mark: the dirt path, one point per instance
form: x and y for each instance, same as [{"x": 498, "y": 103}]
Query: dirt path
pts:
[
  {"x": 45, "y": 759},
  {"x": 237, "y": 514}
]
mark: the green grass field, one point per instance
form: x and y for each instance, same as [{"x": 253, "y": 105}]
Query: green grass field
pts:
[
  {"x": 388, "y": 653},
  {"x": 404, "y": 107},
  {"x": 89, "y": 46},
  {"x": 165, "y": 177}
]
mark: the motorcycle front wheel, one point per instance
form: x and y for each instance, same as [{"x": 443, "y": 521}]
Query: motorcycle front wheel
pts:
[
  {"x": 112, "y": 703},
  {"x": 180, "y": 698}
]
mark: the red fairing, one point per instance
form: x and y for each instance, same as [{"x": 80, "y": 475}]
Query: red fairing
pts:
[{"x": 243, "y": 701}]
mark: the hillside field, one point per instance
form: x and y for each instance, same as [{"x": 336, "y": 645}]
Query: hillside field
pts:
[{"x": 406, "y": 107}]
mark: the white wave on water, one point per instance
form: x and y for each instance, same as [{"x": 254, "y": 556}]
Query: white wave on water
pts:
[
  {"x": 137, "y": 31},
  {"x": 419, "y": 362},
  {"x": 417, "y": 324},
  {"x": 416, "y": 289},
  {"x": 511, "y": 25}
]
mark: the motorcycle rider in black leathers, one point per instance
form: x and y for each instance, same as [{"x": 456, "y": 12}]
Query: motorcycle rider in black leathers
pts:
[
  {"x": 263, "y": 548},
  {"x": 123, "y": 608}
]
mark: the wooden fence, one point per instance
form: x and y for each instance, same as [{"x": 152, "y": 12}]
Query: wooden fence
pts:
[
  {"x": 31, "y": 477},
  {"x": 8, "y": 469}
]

*Task instructions*. Copy the data above line for line, with no changes.

*The output*.
mark: the dirt path, one point per instance
form: x and y for each instance, same as [{"x": 498, "y": 103}]
Query: dirt path
pts:
[
  {"x": 45, "y": 759},
  {"x": 237, "y": 514}
]
mark: the green grass field, one point per instance
form: x and y for each instance, same as [{"x": 253, "y": 105}]
Query: green grass field
pts:
[
  {"x": 388, "y": 653},
  {"x": 404, "y": 107},
  {"x": 89, "y": 46},
  {"x": 165, "y": 177}
]
mark: the motorcycle front wheel, one point per instance
form: x and y for each instance, same as [{"x": 443, "y": 521}]
Query: motorcycle front wheel
pts:
[
  {"x": 112, "y": 703},
  {"x": 180, "y": 698}
]
mark: the red fairing, one point per instance
form: x and y for each instance, same as [{"x": 80, "y": 475}]
Query: red fairing
pts:
[{"x": 243, "y": 701}]
mark: the hillside field, one point per instance
form: x and y for each instance, same as [{"x": 336, "y": 645}]
Query: hillside field
pts:
[{"x": 406, "y": 107}]
mark: the white wave on water, one point per instance
form: x and y for each instance, same as [{"x": 254, "y": 556}]
Query: white wave on water
pts:
[
  {"x": 137, "y": 31},
  {"x": 419, "y": 362},
  {"x": 417, "y": 324},
  {"x": 416, "y": 289},
  {"x": 511, "y": 25}
]
mark: the motorcycle rider in black leathers, one point per instance
form: x and y for each instance, same as [{"x": 456, "y": 12}]
Query: motorcycle rider in black leathers
pts:
[
  {"x": 263, "y": 548},
  {"x": 123, "y": 608}
]
mark: the wooden fence, one point per instance
form: x and y for each instance, same as [{"x": 152, "y": 12}]
Query: wooden fence
pts:
[
  {"x": 31, "y": 477},
  {"x": 8, "y": 469}
]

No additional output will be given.